Pages

Thursday, May 13, 2010

TC TCO10 Qualification Round 2

Overview:

This was the second qualification round for TCO10 with around 1300 competitors. As 600 competitors advance through to the next round (provided that at least 600 score a positive score), it provided ample opportunity to qualify for Round 1. The problems were rather simple with two greedy problems and a simple DP problem as the 1000 pointer. Having said that, the system test claimed a decent portion of the 500 pointer solutions due to a corner case which wasn't covered in the examples.

Problem 1 (250 Points): JingleRingle
Category: Greedy
URL: http://www.topcoder.com/stat?c=problem_statement&pm=10896

This problem required us to calculate the maximum profit we can make by buying jingles and selling them to various buyers. We are assumed to have infinite wealth so we can essentially buy all the jingles but we also want to maximise our profits.

The first key observation is to note that we can only use each buyer or seller once. The second key observation is that we only buy jingles from sellers if we can find a suitable buyer in which we can make a net profit (after tax). Now the question that remains is which sellers do we buy from and whom do we sell it to. Since each seller only gives us 1 jingle and we can only sell back 1 jingle at a time, this constraint essentially means that we can match a seller to a buyer (i.e. we are buying at a lower price and re-selling it at a higher price for a net profit). A simple greedy strategy would be then to buy at the lowest price and selling it to the highest price for maximum profit.

Your instructions:
Pick up the TCO10 Qualification Round 2 write-up above right after its last sentence and keep going in the same style.

Items:
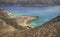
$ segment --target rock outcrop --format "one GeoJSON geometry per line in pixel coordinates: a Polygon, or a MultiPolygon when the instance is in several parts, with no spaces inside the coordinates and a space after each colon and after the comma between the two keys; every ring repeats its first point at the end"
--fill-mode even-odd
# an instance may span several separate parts
{"type": "Polygon", "coordinates": [[[20,37],[60,37],[60,16],[42,26],[24,31],[20,37]]]}
{"type": "MultiPolygon", "coordinates": [[[[22,20],[17,21],[17,18],[14,18],[7,18],[0,9],[0,37],[60,37],[60,16],[30,29],[18,25],[17,22],[20,23],[22,20]]],[[[28,18],[24,17],[24,19],[28,18]]]]}
{"type": "Polygon", "coordinates": [[[60,0],[1,0],[0,5],[60,5],[60,0]]]}

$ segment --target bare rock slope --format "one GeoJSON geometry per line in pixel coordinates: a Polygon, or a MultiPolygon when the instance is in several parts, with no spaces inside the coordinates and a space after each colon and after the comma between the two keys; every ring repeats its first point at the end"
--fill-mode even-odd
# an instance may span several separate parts
{"type": "Polygon", "coordinates": [[[60,16],[42,26],[24,31],[20,37],[60,37],[60,16]]]}

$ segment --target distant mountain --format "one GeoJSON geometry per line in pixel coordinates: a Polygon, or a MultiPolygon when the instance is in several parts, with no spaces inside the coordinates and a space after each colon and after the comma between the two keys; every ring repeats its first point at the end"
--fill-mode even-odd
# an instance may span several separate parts
{"type": "Polygon", "coordinates": [[[0,0],[0,5],[60,5],[60,0],[0,0]]]}

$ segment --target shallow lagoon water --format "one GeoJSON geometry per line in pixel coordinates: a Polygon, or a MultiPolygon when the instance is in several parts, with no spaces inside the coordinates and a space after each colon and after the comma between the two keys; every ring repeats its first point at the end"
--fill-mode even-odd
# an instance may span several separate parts
{"type": "Polygon", "coordinates": [[[60,6],[0,6],[0,8],[10,11],[12,16],[38,16],[37,20],[30,22],[33,26],[40,26],[60,15],[60,6]]]}

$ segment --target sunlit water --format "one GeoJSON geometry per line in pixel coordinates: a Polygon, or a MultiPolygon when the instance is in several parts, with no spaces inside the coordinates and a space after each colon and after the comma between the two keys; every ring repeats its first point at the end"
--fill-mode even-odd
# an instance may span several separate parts
{"type": "Polygon", "coordinates": [[[30,22],[33,26],[40,26],[60,15],[60,6],[0,6],[0,8],[10,11],[13,16],[38,16],[37,20],[30,22]]]}

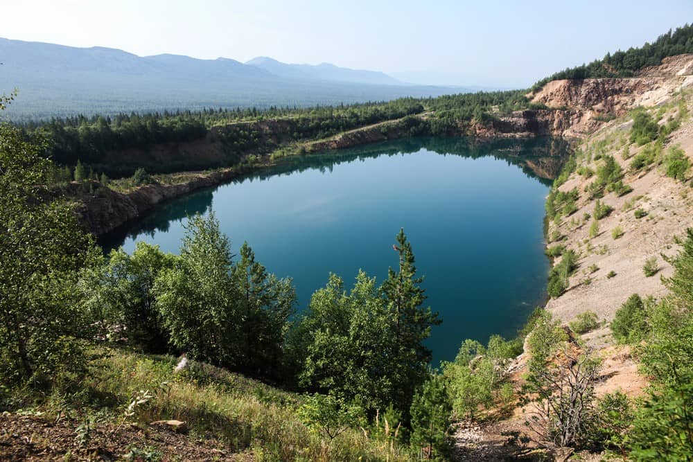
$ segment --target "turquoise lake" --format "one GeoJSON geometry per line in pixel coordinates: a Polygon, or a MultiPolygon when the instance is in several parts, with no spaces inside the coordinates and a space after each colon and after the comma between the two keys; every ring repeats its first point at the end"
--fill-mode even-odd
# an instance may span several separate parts
{"type": "Polygon", "coordinates": [[[163,204],[101,244],[177,252],[186,216],[213,209],[234,250],[247,241],[269,272],[293,278],[300,312],[331,272],[347,287],[360,268],[382,281],[403,227],[426,303],[443,318],[428,341],[437,366],[466,338],[514,336],[543,302],[544,201],[565,149],[550,139],[432,138],[292,158],[163,204]]]}

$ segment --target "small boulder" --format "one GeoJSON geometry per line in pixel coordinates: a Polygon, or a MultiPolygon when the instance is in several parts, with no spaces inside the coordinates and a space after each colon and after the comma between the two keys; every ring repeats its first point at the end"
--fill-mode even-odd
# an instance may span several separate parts
{"type": "Polygon", "coordinates": [[[176,433],[187,433],[188,424],[182,420],[157,420],[150,424],[152,426],[164,427],[176,433]]]}

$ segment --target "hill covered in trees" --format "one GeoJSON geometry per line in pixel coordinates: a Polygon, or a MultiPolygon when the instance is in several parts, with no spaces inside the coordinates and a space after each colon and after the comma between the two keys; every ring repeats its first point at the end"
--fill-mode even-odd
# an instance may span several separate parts
{"type": "Polygon", "coordinates": [[[305,107],[428,97],[442,87],[410,85],[385,74],[331,65],[243,64],[0,39],[0,88],[19,91],[3,114],[14,121],[134,111],[305,107]],[[277,69],[274,69],[274,68],[277,69]]]}
{"type": "Polygon", "coordinates": [[[693,25],[686,24],[660,35],[651,44],[606,53],[588,64],[556,72],[537,82],[532,89],[538,90],[552,80],[562,79],[633,77],[643,68],[662,64],[665,57],[688,53],[693,53],[693,25]]]}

Reply to the task:
Does this greedy strategy work? Let's informally prove it. As we need to match a seller and buyer, if we buy from N people then we also have to sell it to N people. To maximise our profit we need to maximise our revenue, so the optimal choice is to choose the N highest buyers. Then to minimise our expenses we need to choose the N lowest sellers of jingles. It turns out it doesn't matter what order we pair the buyers and sellers as the total profit is the same if we choose the N highest buyers and N lowest sellers. Now all we need is to determine the value of N. Our greedy algorithm keeps pairing the highest available buyer to the lowest available seller until we reach a situation where we no longer profit, this is the value of N. If we assume this is not the value of N, then we have to somehow match a lower buyer to a higher seller or vice versa. But our value of N is at least as good as this on all cases hence our deduced value of N is correct.

A straightforward implementation:

class JingleRingle {
public:
   int profit(vector <int>, vector <int>, int);
};

int calcTax(int p, int tax) {
   return (p * tax) / 100;
}

int JingleRingle::profit(vector <int> buyOffers, 
      vector <int> sellOffers, int tax) {
   int res = 0;
   int buyJ = buyOffers.size()-1;
   sort(buyOffers.begin(),buyOffers.end());
   sort(sellOffers.begin(),sellOffers.end());
   for (int i = 0; i < sellOffers.size(); i++) {
      if (buyJ >= 0 && buyOffers[buyJ] - calcTax(buyOffers[buyJ],tax)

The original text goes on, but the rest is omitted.